→ Reading passage
'''

Sludge composting plant near town made famous by Erin Brockovich wins approval

A five-year battle over a sludge composting plant near the high desert town of Hinkley could be near an end. San Bernardino County supervisors Tuesday removed one of the last hurdles blocking the facility.

The county approved Nursery Products' conditional use permit more than a year ago. The company wants to process about 1,000 tons of biosolids a day at an open-air facility about eight miles from central Hinkley.

Biosolids are what's left over after chemical treatment plants process raw sewage. It'll get mixed with organic material and baked in the sun to create compost.

Opponents worry that the plant will generate toxic dust, increased diesel truck traffic and other problems. Nursery Products has long maintained that there's no basis for those worries.

The final obstacle to permitting had to do with how much water the company would use to keep dust from blowing across the desert floor. It promised to limit consumption to a little over 1,000 gallons a day.

"This is an environmental justice issue," said Hinkley attorney Bob Conaway. Opponents like Conaway echoed the sentiments of many people who feel their home turf could become a dumping ground. The desert town entered the spotlight 18 years ago after law clerk Erin Brockovich linked health problems there to contamination from a nearby Pacific Gas & Electric substation.

'''

→ What to work on
Continue the news article about the Hinkley sludge composting plant from the point where it stops.

→ Data records
'''

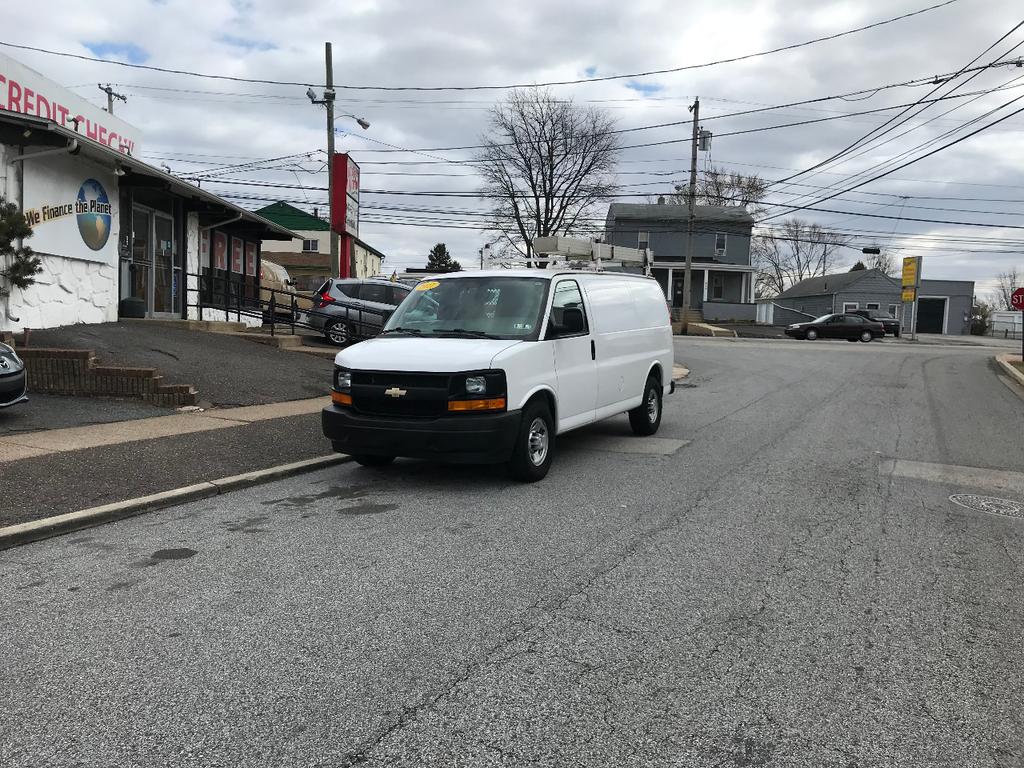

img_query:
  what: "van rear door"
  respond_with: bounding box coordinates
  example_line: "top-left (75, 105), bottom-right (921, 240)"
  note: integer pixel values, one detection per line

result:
top-left (548, 279), bottom-right (597, 432)
top-left (585, 275), bottom-right (649, 419)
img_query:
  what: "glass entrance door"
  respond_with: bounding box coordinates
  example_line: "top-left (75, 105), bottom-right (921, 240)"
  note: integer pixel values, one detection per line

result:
top-left (152, 213), bottom-right (177, 314)
top-left (126, 208), bottom-right (153, 313)
top-left (121, 207), bottom-right (181, 317)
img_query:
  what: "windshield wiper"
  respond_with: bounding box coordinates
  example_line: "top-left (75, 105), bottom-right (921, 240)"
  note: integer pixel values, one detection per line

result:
top-left (379, 328), bottom-right (423, 336)
top-left (431, 328), bottom-right (501, 339)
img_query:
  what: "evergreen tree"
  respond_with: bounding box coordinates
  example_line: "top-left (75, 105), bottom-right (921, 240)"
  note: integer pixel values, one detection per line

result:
top-left (0, 198), bottom-right (43, 294)
top-left (427, 243), bottom-right (462, 272)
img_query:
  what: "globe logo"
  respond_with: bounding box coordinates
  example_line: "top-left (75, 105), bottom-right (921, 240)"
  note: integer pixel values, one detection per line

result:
top-left (75, 178), bottom-right (111, 251)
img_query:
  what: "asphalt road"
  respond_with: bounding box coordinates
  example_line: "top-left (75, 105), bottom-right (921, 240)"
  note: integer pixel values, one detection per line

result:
top-left (0, 339), bottom-right (1024, 768)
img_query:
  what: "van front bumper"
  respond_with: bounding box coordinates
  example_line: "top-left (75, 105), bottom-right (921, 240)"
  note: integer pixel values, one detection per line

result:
top-left (321, 406), bottom-right (522, 464)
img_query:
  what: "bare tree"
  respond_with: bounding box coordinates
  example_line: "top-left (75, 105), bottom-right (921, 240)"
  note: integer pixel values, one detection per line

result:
top-left (669, 166), bottom-right (768, 216)
top-left (992, 266), bottom-right (1024, 309)
top-left (751, 218), bottom-right (848, 296)
top-left (475, 88), bottom-right (618, 258)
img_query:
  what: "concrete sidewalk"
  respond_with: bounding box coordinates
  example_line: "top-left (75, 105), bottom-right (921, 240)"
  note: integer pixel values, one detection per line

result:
top-left (0, 395), bottom-right (330, 463)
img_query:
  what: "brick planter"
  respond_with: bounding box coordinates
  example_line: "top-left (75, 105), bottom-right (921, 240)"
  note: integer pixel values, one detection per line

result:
top-left (17, 347), bottom-right (197, 407)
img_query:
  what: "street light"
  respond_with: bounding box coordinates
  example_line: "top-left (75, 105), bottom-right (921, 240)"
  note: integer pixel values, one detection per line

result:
top-left (306, 67), bottom-right (370, 278)
top-left (335, 115), bottom-right (370, 130)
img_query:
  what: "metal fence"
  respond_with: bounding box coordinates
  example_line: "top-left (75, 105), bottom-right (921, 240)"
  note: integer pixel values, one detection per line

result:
top-left (185, 271), bottom-right (394, 339)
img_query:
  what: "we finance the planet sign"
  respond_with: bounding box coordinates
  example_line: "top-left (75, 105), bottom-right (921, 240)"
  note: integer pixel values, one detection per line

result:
top-left (25, 178), bottom-right (114, 251)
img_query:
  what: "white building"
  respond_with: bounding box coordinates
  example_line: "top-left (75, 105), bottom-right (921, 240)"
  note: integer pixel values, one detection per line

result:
top-left (0, 54), bottom-right (295, 331)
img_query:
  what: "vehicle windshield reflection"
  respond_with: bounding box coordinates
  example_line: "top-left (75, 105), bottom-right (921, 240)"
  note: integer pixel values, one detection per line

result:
top-left (384, 275), bottom-right (547, 339)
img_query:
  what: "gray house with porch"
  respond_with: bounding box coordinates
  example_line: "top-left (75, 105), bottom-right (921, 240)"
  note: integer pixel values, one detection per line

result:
top-left (605, 202), bottom-right (757, 321)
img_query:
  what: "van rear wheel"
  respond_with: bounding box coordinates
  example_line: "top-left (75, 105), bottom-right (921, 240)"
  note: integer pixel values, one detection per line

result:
top-left (630, 376), bottom-right (662, 435)
top-left (324, 321), bottom-right (352, 347)
top-left (509, 400), bottom-right (555, 482)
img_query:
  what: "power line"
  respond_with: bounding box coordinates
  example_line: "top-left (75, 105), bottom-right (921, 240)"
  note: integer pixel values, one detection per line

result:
top-left (0, 0), bottom-right (959, 91)
top-left (779, 22), bottom-right (1024, 195)
top-left (762, 96), bottom-right (1024, 221)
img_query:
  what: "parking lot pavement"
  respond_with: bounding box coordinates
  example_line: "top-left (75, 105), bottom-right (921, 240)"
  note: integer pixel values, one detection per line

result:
top-left (0, 339), bottom-right (1024, 768)
top-left (0, 412), bottom-right (331, 528)
top-left (0, 392), bottom-right (174, 437)
top-left (24, 323), bottom-right (333, 408)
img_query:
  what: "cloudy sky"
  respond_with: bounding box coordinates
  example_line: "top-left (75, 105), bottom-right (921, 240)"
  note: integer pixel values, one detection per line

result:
top-left (9, 0), bottom-right (1024, 292)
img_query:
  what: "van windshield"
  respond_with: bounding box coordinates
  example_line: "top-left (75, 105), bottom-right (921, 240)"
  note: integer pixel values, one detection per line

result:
top-left (383, 276), bottom-right (548, 339)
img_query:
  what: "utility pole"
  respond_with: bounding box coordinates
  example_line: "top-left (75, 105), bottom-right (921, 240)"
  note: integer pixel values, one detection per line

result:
top-left (96, 83), bottom-right (128, 115)
top-left (306, 48), bottom-right (370, 278)
top-left (324, 43), bottom-right (342, 278)
top-left (683, 96), bottom-right (700, 333)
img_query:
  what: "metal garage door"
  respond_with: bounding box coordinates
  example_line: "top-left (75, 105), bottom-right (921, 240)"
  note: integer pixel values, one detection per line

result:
top-left (918, 299), bottom-right (947, 334)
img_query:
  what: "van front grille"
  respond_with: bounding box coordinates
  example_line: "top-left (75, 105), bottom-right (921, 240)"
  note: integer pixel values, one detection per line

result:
top-left (352, 371), bottom-right (451, 419)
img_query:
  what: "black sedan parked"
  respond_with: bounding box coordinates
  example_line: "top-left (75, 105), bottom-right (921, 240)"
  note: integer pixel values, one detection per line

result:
top-left (847, 309), bottom-right (899, 337)
top-left (785, 313), bottom-right (886, 341)
top-left (0, 344), bottom-right (29, 408)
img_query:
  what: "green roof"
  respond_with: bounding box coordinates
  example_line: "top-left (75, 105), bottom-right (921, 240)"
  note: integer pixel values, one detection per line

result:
top-left (256, 203), bottom-right (330, 232)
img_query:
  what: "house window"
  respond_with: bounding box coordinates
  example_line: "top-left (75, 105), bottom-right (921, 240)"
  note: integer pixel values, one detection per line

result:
top-left (711, 274), bottom-right (725, 301)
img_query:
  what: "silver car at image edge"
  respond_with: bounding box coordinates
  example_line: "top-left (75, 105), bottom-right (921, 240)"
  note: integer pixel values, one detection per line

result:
top-left (0, 344), bottom-right (29, 408)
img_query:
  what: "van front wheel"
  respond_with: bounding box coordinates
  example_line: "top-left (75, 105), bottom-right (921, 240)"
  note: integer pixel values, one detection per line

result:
top-left (630, 376), bottom-right (662, 435)
top-left (509, 400), bottom-right (555, 482)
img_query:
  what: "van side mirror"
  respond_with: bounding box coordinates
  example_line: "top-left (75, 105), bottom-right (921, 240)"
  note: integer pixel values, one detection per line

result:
top-left (548, 307), bottom-right (587, 338)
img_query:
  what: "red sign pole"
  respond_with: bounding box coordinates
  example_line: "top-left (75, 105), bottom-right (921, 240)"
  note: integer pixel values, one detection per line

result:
top-left (1010, 288), bottom-right (1024, 362)
top-left (331, 155), bottom-right (352, 278)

'''

→ Output of the exercise
"Why should the Hinkley and Barstow area have a [lower] standard of protection?" Conaway said. "Because it's poor, because it has less density, because it happens to be open area with pockets of people living in it? So I submit to you that's critical and I think to have a lesser standard would be basically saying we deserve less, and that's unacceptable."

San Bernardino County supervisors voted three to one in favor of Nursery Products' revised water use plan. Supervisor Brad Mitzelfeldt, who presides over the district where the plant will be located, promised that the county will closely monitor the facility's effects on the area. Opponents have hinted that they'll continue to challenge the project in the courts.